Pointing dataset records:
┄┄┄┄┄┄┄┄┄┄┄┄┄┄┄┄┄┄┄┄

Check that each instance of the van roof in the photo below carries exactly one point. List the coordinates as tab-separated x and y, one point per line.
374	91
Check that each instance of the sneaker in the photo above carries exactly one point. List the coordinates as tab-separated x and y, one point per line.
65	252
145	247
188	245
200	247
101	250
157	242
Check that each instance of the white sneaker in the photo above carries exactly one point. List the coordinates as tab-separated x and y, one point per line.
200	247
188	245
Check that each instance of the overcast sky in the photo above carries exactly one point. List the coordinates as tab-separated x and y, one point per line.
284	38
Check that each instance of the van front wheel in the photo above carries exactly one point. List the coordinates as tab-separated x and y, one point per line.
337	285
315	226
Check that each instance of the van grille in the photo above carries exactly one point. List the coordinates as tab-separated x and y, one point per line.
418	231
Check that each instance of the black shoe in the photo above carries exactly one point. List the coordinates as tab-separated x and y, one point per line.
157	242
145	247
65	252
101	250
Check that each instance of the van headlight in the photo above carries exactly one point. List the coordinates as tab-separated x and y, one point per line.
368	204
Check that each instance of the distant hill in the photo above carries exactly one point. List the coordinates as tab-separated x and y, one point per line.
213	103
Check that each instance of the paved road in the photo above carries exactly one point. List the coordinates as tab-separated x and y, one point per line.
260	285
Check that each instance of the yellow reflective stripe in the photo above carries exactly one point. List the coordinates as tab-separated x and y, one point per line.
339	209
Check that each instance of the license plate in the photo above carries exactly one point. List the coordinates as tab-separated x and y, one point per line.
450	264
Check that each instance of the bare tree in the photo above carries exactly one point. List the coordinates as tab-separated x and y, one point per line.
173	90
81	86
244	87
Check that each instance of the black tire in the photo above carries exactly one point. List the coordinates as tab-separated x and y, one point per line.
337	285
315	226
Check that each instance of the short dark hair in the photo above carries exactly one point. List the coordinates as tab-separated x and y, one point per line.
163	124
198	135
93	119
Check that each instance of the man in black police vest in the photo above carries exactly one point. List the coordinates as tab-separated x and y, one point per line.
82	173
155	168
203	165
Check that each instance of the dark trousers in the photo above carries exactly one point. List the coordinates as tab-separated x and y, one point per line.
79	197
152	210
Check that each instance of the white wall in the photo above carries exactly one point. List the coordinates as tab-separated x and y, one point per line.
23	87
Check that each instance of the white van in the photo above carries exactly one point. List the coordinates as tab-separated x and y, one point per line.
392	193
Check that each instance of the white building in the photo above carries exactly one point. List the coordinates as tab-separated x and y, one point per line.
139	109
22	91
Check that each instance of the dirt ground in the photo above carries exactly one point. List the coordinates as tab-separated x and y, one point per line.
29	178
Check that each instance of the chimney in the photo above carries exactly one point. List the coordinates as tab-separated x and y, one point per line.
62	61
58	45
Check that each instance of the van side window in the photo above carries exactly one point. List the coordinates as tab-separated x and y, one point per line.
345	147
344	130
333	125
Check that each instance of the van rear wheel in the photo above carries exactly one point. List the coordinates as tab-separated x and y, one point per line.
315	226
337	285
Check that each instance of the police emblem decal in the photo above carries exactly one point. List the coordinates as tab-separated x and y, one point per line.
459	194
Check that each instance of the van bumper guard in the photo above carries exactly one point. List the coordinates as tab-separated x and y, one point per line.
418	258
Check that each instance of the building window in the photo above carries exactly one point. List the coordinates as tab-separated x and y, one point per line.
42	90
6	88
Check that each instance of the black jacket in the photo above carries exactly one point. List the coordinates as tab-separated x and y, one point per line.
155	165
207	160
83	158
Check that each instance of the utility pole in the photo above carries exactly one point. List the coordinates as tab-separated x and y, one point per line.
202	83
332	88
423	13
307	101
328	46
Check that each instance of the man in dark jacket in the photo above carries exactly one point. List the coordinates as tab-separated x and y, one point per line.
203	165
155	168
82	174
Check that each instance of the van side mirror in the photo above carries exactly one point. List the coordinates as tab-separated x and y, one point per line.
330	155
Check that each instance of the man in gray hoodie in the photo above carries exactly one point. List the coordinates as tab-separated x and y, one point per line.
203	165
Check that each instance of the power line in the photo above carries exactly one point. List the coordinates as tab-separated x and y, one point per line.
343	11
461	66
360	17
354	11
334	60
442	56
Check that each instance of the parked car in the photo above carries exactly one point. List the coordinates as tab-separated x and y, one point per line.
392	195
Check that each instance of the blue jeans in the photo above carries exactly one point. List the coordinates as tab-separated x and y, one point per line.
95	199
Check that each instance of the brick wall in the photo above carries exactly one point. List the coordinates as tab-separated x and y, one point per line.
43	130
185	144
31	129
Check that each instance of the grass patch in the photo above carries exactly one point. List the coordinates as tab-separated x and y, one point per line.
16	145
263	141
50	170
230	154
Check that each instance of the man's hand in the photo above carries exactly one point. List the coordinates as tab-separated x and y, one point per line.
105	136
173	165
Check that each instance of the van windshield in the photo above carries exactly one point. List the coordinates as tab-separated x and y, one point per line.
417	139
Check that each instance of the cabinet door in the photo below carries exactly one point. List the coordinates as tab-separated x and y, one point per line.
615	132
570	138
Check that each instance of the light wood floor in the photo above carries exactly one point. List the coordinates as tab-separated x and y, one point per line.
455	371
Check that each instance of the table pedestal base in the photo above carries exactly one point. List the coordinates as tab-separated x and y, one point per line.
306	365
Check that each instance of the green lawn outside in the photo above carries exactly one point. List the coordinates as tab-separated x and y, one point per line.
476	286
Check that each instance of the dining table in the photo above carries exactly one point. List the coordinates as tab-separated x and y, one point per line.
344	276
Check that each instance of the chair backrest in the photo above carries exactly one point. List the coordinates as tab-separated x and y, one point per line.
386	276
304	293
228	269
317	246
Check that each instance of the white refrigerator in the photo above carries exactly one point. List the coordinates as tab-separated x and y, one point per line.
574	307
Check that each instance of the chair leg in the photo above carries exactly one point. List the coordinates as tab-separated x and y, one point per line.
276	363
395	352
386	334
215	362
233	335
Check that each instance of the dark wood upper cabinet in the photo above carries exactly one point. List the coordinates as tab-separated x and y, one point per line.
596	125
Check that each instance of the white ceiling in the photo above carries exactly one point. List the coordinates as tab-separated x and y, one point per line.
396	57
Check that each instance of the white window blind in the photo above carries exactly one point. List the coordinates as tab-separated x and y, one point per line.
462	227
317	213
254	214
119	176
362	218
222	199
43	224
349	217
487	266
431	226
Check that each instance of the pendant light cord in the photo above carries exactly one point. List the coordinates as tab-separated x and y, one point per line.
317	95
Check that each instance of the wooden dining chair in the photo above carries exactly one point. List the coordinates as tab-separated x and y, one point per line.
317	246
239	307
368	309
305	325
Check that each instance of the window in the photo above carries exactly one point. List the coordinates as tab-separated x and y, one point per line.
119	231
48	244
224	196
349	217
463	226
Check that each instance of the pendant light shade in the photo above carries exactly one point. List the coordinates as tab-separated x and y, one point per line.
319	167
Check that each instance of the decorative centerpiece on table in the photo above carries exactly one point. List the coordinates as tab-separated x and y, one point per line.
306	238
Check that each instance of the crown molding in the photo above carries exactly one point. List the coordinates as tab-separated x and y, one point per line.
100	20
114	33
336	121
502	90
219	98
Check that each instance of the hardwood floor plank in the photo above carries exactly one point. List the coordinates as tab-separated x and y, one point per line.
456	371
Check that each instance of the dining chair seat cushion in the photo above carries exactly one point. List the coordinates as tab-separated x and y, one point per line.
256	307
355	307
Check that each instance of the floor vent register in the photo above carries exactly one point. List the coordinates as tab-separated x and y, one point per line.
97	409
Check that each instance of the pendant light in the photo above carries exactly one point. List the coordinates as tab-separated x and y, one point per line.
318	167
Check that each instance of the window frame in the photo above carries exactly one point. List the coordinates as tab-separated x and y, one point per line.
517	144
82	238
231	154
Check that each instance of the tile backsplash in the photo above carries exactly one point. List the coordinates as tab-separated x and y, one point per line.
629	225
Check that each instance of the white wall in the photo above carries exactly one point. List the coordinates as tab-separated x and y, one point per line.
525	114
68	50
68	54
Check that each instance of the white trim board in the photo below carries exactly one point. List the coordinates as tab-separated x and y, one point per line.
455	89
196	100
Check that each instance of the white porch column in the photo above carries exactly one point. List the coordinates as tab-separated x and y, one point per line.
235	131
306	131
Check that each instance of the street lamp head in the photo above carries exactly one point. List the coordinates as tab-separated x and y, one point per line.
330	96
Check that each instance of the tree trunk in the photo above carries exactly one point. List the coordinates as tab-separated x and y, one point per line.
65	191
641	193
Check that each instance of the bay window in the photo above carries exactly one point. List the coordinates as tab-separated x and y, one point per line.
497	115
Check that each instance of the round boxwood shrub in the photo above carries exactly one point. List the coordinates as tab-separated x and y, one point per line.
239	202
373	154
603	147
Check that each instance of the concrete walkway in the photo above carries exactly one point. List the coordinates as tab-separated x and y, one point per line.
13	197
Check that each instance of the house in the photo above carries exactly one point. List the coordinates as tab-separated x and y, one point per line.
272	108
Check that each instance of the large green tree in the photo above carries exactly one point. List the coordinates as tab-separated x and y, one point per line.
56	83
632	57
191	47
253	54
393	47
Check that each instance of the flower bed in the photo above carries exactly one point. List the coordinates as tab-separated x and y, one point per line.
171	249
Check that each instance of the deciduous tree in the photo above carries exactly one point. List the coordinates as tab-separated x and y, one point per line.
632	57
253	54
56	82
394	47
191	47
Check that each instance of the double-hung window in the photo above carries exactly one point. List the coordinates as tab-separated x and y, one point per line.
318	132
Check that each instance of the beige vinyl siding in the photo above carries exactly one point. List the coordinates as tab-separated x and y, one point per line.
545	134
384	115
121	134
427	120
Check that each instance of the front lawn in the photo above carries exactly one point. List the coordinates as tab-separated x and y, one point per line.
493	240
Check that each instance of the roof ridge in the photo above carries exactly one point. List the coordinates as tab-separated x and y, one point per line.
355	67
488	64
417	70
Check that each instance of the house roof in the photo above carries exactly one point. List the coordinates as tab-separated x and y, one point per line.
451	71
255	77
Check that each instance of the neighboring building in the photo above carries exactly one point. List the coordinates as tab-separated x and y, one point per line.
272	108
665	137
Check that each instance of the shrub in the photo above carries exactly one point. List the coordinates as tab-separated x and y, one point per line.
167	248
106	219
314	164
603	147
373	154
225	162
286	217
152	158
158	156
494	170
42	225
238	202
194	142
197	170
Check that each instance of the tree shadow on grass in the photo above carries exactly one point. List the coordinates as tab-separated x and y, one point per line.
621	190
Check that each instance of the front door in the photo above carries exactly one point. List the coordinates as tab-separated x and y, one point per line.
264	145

┄┄┄┄┄┄┄┄┄┄┄┄┄┄┄┄┄┄┄┄

Requirements
Locate the line with "Check that each instance of the beige" in the entries above; extract it and every line after it, verbatim.

Response to this exercise
Check that each instance of the beige vinyl siding in the photo above carries exactly one point. List the coordinates as tab-separated x and y, one point per line.
545	134
384	115
121	134
427	120
Check that each instance of the front lawn in the photo above carries exactly one point. List the coordinates as tab-separated x and y, one point per line.
493	240
Check that each instance of the roof ridge in the photo above carries exactly one point. List the coordinates as tab-separated x and y, one point per line.
355	67
488	64
417	70
Check that each instance of the house roof in the photo above carries exactly one point. List the coordinates as tab-separated x and y, one point per line.
451	71
255	77
Check that each instance of the neighboring building in the photo above carries exactly one point. List the coordinates as tab-separated x and y, one point per line.
272	108
665	137
Check that each instance of the shrub in the photo above carries exactly one point. List the coordinates as tab-separated x and y, one point per line.
167	248
106	219
314	164
603	147
373	154
225	162
286	217
152	158
158	156
494	170
42	225
238	202
194	142
197	170
Check that each instance of the tree shadow on grass in the photo above carries exactly one point. List the coordinates as tab-separated x and y, one point per line.
621	190
Check that each instance of the front door in the photo above carries exactly one point. List the coordinates as tab-separated x and y, one point per line.
264	145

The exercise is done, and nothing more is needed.